> **WHAT TO PRODUCE**
When a line in the entries contains the word "below", copy that line in full.

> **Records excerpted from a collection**
--------------------------------------------------
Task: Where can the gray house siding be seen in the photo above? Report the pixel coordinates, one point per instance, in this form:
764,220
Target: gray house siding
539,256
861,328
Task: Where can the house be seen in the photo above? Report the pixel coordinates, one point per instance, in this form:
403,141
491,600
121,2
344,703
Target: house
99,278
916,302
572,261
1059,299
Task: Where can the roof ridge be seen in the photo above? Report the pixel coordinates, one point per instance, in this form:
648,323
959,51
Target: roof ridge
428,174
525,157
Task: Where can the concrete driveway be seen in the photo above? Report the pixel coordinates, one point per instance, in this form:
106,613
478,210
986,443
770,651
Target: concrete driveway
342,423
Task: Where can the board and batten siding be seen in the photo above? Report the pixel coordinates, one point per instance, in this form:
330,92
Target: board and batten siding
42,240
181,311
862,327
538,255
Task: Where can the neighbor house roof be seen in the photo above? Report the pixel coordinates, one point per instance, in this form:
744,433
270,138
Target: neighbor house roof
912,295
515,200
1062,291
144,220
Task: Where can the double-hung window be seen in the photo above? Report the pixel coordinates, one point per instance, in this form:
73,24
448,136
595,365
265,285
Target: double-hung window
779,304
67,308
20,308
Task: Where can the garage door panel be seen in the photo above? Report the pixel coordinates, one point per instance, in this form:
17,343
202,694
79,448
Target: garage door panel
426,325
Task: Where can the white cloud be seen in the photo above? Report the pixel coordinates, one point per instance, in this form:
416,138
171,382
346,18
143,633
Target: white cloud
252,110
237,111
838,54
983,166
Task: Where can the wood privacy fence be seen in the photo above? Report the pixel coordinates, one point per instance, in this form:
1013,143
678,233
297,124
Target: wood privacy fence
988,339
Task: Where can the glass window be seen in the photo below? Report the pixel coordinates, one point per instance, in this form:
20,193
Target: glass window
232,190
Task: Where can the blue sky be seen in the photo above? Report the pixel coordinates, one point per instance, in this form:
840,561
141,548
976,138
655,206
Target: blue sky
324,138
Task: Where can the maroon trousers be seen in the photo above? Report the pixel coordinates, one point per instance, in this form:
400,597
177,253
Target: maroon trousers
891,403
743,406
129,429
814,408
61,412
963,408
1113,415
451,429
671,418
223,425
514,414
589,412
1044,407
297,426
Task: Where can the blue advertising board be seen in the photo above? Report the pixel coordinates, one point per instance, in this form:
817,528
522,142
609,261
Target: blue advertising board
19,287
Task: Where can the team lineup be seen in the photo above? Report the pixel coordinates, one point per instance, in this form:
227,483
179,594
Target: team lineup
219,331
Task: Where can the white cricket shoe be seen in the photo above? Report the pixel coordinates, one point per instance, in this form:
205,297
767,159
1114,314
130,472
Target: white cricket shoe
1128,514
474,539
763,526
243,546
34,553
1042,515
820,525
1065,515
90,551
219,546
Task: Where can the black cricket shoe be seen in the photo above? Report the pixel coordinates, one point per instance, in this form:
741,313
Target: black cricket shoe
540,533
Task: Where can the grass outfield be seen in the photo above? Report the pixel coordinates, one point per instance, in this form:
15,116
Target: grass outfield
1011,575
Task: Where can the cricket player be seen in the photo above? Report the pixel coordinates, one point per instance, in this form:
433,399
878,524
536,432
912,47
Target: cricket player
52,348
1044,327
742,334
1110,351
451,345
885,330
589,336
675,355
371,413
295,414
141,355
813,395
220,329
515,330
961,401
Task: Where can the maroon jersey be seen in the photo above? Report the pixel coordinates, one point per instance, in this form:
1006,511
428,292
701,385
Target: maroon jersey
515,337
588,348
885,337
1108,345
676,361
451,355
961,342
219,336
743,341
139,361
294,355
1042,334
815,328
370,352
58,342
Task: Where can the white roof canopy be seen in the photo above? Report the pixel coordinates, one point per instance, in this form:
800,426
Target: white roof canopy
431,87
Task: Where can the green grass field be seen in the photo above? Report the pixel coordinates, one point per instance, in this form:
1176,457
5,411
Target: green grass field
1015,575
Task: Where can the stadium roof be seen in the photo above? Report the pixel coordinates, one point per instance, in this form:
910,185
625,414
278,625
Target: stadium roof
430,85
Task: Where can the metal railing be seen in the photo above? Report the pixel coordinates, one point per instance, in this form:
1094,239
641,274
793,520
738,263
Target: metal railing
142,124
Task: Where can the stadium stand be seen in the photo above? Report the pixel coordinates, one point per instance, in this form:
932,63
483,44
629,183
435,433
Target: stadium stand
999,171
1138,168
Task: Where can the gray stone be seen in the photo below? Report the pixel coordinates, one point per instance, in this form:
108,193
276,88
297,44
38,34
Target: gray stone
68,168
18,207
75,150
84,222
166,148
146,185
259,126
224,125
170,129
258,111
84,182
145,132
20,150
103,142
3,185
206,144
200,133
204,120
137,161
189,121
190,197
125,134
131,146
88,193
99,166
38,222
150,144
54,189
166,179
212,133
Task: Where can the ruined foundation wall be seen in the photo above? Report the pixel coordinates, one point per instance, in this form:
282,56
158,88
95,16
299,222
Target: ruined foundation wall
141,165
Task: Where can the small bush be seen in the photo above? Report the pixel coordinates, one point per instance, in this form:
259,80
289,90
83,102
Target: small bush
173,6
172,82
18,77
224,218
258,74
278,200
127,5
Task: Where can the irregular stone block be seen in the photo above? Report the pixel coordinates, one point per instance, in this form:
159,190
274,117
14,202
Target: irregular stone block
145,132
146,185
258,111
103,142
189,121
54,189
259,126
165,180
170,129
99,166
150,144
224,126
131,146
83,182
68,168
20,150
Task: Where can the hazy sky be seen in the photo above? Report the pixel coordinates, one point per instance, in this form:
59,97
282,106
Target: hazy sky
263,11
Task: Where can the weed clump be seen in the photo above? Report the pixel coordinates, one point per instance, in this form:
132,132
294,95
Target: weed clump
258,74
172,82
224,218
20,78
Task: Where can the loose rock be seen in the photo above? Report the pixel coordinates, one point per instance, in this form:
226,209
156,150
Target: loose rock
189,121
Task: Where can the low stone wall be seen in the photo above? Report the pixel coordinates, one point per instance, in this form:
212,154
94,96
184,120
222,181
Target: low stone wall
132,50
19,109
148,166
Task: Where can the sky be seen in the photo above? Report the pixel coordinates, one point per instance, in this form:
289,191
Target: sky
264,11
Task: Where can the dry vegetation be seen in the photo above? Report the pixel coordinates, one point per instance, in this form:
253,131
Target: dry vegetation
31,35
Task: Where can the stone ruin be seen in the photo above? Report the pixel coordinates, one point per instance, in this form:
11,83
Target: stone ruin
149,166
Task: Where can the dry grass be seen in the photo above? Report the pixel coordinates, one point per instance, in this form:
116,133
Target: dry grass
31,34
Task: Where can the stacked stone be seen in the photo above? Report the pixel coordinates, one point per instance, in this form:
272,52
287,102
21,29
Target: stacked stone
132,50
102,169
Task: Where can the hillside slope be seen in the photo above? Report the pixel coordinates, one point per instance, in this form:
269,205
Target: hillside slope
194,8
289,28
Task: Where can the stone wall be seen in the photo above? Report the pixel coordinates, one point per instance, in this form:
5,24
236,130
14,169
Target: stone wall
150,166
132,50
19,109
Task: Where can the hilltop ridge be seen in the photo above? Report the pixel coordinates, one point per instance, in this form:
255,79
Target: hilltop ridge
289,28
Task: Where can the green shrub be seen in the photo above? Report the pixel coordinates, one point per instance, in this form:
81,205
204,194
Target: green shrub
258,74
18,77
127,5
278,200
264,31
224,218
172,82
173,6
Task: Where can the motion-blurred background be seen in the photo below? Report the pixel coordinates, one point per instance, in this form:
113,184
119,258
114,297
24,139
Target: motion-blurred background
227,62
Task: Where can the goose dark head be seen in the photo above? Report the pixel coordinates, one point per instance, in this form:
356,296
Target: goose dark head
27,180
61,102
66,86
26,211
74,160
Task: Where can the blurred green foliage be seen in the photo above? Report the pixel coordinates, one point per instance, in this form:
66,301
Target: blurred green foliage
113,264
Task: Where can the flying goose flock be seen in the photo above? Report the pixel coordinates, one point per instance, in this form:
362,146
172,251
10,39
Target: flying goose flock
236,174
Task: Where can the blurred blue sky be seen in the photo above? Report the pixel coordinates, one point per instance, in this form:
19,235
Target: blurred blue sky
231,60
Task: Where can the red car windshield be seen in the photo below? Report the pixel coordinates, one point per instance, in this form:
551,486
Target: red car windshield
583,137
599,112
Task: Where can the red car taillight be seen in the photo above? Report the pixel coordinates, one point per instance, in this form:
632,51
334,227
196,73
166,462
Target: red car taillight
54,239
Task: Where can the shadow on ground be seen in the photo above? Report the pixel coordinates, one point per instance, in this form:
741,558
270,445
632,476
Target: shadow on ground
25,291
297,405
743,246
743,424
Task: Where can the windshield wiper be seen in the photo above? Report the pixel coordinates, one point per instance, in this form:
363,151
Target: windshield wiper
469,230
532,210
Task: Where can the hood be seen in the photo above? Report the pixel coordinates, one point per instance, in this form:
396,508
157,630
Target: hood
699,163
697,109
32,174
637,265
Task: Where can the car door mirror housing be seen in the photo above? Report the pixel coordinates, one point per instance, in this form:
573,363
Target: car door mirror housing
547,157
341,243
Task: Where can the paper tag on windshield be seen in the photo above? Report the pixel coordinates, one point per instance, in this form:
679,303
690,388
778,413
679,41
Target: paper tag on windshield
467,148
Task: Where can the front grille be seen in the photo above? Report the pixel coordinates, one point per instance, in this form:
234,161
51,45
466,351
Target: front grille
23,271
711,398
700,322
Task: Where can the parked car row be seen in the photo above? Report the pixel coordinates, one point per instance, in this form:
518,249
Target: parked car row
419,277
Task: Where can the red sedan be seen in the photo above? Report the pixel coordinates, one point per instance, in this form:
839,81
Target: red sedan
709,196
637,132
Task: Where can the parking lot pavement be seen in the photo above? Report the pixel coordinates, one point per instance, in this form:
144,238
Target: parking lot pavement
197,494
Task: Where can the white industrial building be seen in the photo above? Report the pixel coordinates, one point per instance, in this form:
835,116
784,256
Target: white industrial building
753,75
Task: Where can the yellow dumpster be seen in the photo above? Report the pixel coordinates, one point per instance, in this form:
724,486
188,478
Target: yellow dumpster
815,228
--------------------------------------------------
> **SOLUTION**
Task: Where can the glass window be seen in the photo below? Report the pixel coordinates, one point per instance, in this form:
Task: Where can the gray stone be seen in the photo below? Report the pixel coordinates, one point per instance, in this form:
Task: Where can the motion-blurred background be seen in the photo below? Report the pixel coordinates, one point per instance, in this form:
Task: Where can the red car windshield be seen in the photo below? Report the pixel coordinates, one point per instance, in this form:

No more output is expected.